- Conference: Missouri Valley Conference
- Record: 4–6 (2–2 MVC)
- Head coach: Ted Cox (2nd season);
- Home stadium: Lewis Field

= 1937 Oklahoma A&M Cowboys football team =

American college football season

The 1937 Oklahoma A&M Cowboys football team represented Oklahoma A&M College in the 1937 college football season. This was the 37th year of football at A&M and the second under Ted Cox. The Cowboys played their home games at Lewis Field in Stillwater, Oklahoma. They finished the season 4–6, 2–2 in the Missouri Valley Conference.

PROVIDED DATA
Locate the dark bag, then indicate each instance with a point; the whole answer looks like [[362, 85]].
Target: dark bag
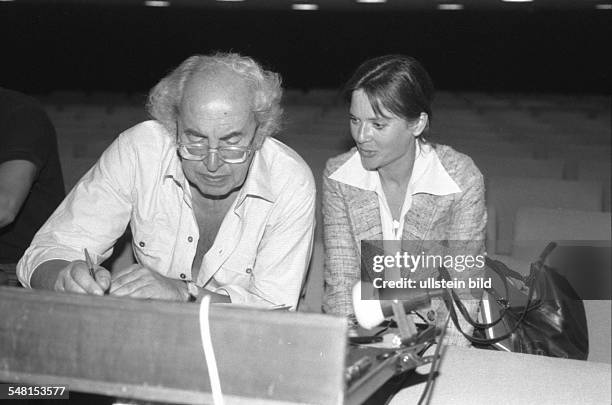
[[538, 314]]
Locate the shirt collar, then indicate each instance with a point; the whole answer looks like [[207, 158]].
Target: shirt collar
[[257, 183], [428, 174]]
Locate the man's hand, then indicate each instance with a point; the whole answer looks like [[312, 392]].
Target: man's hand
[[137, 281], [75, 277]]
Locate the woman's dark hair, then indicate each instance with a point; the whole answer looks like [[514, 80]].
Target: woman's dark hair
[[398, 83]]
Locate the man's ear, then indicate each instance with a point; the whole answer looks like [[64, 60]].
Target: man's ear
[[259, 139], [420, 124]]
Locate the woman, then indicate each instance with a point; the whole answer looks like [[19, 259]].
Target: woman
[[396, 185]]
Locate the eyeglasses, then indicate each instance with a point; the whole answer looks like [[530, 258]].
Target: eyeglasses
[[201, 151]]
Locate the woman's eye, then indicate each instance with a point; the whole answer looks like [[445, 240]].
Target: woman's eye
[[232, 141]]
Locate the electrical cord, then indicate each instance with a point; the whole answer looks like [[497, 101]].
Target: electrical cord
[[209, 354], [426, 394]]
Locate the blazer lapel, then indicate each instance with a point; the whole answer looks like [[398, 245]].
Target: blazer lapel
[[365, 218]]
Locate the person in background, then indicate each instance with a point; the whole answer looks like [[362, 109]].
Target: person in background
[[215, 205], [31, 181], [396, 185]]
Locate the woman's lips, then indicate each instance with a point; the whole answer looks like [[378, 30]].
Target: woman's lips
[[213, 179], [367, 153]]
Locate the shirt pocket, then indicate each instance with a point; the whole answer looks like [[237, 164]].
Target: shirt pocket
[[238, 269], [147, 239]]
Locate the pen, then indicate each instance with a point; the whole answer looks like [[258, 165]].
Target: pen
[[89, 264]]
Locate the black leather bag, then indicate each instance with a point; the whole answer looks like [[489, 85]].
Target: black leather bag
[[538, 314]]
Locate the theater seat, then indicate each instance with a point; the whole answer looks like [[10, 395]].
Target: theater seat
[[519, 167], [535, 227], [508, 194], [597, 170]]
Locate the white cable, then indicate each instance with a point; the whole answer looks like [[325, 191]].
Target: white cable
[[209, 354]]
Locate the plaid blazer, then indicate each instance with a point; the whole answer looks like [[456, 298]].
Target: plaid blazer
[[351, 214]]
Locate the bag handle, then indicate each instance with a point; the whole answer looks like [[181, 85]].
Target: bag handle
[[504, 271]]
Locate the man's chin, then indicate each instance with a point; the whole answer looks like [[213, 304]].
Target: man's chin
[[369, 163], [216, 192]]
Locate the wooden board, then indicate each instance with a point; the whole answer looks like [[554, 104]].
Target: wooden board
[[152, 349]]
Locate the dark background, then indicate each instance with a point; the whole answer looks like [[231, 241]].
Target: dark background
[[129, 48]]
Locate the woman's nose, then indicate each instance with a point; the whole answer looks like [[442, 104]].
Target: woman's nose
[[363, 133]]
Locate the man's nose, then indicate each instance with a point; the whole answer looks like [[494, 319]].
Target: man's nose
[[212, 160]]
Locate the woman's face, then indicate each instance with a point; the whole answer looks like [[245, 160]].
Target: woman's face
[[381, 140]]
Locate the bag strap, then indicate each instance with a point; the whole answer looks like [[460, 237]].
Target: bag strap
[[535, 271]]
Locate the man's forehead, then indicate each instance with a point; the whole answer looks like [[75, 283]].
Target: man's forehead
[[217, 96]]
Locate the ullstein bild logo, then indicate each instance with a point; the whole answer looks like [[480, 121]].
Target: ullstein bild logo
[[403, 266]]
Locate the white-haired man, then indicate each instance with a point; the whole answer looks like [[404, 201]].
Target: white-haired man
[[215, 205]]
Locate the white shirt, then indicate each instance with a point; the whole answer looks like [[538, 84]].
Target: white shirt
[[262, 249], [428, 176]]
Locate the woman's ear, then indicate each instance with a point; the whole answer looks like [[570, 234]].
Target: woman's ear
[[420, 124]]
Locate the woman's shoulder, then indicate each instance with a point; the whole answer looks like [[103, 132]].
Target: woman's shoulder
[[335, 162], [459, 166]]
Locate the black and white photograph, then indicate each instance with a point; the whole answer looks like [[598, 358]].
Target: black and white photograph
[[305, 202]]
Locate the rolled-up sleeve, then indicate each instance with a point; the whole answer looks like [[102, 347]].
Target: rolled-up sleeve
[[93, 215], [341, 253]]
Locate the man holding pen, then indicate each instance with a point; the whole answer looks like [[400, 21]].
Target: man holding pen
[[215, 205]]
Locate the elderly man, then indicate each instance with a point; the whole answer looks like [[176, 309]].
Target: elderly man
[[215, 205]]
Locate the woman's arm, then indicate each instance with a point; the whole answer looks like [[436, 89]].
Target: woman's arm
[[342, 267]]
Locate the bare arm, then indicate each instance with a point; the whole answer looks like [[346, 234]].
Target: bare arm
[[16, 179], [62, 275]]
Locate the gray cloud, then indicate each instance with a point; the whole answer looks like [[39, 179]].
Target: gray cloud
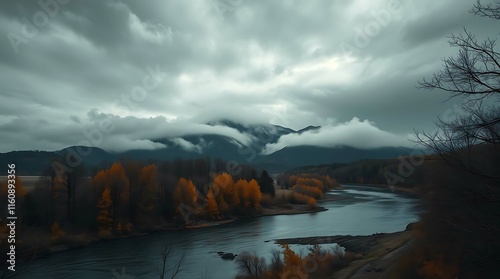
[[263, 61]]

TASK
Write out the passage on the 1937 Oklahoma A&M football team word for word, everything from "- Conference: Missouri" down to "Missouri Valley Conference.".

PROBLEM SOLUTION
- Conference: Missouri Valley Conference
- Record: 4–6 (2–2 MVC)
- Head coach: Ted Cox (2nd season);
- Home stadium: Lewis Field

= 1937 Oklahoma A&M Cowboys football team =

American college football season

The 1937 Oklahoma A&M Cowboys football team represented Oklahoma A&M College in the 1937 college football season. This was the 37th year of football at A&M and the second under Ted Cox. The Cowboys played their home games at Lewis Field in Stillwater, Oklahoma. They finished the season 4–6, 2–2 in the Missouri Valley Conference.